| Document excerpt |
-*-*-

About Me

Welcome to my blog. Thanks for dropping in. I am Lisa, I have been married to Chris for almost 9 years now, and we have two gorgeous girls, Eloise and Tabitha who are 8 and 6. Tabitha has a rare genetic disorder called Langer-Giedion syndrome (aka TRPS type II), which causes numerous health and developmental problems for her, but she is still a happy little girl and makes us smile all the time. I enjoy crafting, and have a rapidly expanding amount of crafting goodies, with not enough space to store them all! Contact me at lisa.seriousstamper@gmail.com

Sunday, 23 October 2011

A Picture tells a thousand words.

I want to show you a photograph. It was taken in 2005, before everyone had digital cameras, and was actually taken using a Polaroid camera.

I must apologise for the state of the copy, but I took it under artificial light.

-*-*-

| Data excerpts |
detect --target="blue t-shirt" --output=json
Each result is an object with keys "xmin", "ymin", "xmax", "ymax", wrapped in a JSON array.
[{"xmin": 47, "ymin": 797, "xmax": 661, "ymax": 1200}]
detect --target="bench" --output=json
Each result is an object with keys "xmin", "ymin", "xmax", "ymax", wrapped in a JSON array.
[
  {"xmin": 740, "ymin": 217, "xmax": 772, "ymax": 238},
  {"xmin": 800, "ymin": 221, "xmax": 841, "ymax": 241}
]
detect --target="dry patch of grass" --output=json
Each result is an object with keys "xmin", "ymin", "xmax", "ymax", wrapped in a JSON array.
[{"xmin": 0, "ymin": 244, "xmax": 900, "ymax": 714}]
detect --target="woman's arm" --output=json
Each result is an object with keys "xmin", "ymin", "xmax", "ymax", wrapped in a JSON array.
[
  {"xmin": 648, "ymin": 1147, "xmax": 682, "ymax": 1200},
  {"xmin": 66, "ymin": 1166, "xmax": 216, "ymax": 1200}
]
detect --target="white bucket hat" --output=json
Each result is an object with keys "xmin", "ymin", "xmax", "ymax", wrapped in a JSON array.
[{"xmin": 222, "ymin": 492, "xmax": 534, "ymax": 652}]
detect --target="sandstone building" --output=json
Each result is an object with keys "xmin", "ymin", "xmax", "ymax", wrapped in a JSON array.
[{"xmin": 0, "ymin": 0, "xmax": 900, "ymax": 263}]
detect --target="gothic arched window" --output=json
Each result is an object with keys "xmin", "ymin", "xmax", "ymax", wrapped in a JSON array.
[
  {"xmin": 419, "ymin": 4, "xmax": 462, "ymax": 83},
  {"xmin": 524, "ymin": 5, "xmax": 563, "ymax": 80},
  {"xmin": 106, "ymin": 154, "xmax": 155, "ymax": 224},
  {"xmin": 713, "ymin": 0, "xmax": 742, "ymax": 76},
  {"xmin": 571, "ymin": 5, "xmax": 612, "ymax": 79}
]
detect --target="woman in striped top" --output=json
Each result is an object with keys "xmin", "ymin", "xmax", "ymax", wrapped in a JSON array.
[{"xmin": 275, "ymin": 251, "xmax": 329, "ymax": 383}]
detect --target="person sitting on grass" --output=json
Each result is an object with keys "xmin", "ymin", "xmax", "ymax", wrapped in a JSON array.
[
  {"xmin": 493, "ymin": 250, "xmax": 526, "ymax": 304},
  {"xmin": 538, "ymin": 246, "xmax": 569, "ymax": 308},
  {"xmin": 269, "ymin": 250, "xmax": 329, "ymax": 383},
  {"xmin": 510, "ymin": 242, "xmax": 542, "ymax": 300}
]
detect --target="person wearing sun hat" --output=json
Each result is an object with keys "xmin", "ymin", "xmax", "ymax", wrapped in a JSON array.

-*-*-

| Task requirements |
Reproduce, word for word, the stretch of the blog page above that opens with the words containing "I want to show" and closes with "under artificial light.".

| Answer space |
I want to show you a photograph. It was taken in 2005, before everyone had digital cameras, and was actually taken using a Polaroid camera.

I must apologise for the state of the copy, but I took it under artificial light.